## [RECORDED DATA]
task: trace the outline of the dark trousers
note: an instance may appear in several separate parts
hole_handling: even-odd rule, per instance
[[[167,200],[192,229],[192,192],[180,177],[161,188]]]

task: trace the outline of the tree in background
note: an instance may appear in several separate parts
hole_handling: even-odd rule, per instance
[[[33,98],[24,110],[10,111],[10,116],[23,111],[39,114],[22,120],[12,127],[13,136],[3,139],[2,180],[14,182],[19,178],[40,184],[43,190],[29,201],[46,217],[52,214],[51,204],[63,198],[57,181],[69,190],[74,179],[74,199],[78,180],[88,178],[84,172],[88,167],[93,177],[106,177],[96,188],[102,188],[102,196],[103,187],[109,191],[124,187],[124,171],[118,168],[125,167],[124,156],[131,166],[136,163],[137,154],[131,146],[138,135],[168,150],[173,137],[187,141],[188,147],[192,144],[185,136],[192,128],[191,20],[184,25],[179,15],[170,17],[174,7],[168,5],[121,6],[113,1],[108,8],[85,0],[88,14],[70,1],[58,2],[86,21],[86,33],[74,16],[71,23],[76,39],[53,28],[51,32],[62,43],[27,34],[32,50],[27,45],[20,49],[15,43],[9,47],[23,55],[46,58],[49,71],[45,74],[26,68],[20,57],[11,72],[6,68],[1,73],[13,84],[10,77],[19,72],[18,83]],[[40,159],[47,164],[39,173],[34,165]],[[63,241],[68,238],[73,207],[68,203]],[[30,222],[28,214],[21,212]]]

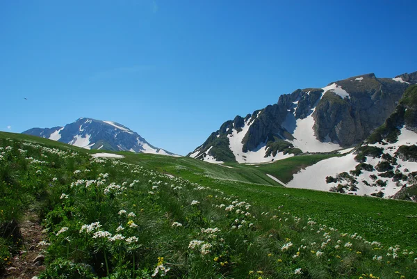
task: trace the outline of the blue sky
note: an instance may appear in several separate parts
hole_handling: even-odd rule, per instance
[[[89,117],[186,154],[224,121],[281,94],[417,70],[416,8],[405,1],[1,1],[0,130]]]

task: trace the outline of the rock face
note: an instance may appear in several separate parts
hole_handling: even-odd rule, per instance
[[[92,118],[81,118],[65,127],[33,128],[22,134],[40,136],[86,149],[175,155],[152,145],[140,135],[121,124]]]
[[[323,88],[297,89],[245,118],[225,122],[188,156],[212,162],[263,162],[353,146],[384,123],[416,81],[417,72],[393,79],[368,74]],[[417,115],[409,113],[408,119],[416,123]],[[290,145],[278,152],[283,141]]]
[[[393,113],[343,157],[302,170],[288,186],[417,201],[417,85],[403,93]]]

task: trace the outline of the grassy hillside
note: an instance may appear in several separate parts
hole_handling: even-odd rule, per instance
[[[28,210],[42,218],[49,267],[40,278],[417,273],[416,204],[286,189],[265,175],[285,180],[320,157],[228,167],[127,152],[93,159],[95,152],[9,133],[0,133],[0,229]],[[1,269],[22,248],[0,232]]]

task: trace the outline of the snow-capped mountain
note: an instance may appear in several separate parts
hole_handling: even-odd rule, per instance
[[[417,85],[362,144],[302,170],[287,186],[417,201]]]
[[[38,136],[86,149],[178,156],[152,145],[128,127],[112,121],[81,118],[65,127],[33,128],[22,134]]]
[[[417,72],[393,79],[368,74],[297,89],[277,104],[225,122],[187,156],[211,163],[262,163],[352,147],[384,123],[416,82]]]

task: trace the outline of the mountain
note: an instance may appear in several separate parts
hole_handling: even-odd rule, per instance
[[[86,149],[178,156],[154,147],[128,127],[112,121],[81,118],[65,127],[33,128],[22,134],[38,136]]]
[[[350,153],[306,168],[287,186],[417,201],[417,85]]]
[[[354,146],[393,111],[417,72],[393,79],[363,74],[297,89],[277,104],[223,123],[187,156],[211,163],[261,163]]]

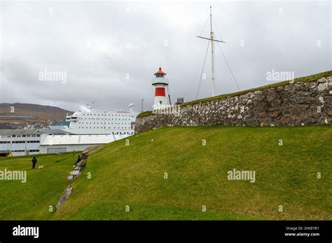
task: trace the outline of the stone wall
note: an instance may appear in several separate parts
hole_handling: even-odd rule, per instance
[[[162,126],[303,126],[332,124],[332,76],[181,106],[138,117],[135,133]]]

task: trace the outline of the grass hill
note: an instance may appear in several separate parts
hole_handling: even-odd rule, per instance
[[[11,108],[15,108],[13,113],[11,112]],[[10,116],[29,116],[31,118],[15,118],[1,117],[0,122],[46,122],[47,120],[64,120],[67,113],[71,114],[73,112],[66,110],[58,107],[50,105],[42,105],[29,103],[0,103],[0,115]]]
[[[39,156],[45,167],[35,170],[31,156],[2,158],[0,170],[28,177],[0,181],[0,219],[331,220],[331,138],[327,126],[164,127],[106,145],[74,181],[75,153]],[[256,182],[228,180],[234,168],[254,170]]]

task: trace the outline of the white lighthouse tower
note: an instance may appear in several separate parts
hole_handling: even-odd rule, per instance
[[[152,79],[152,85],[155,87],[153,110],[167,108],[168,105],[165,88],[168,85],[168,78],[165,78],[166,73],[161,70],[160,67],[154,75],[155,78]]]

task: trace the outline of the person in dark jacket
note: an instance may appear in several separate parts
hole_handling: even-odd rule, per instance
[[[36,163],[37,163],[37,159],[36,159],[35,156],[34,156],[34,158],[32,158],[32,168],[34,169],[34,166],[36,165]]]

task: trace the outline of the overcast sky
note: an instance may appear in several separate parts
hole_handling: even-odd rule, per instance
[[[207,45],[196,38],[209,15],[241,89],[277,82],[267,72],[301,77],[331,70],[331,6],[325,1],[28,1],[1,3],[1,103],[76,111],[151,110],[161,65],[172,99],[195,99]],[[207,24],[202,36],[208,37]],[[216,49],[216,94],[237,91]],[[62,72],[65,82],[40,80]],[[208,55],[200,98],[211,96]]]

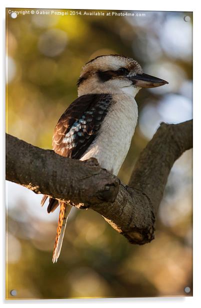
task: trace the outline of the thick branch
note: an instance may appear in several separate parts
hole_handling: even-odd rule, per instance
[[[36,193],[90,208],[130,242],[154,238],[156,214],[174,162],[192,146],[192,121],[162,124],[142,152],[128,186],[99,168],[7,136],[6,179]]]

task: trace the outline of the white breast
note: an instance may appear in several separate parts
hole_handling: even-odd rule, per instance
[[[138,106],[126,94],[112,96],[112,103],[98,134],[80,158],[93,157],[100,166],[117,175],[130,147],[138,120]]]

## [EXERCISE GOAL]
Pictures aside, set down the lines from the one containing "task: trace the outline of the overcast sky" through the end of the records above, exactly and only those.

## [WRITTEN SOLUTION]
task: trace the outline of the overcast sky
note: an instance may appear in several separate parts
hole_handling: even-odd rule, per instance
[[[207,45],[196,38],[209,15],[241,89],[277,82],[267,72],[301,77],[331,70],[331,6],[325,1],[28,1],[1,3],[1,103],[76,111],[151,110],[161,65],[172,99],[195,99]],[[207,24],[202,36],[208,37]],[[216,49],[216,94],[237,91]],[[62,72],[65,82],[40,80]],[[208,55],[200,98],[211,96]]]

task: trace the outline of the thick branch
note: an instance may appear in several separate parts
hole_handling: even-odd rule, per instance
[[[36,193],[90,208],[130,242],[154,238],[156,214],[174,162],[192,146],[192,121],[162,124],[142,152],[128,186],[99,168],[7,136],[6,179]]]

task: trace the outline of the white breast
note: an instance may appear in several separate parts
hole_handling: even-odd rule, per instance
[[[138,106],[126,94],[112,96],[112,103],[98,134],[80,158],[93,157],[100,166],[117,175],[130,147],[138,120]]]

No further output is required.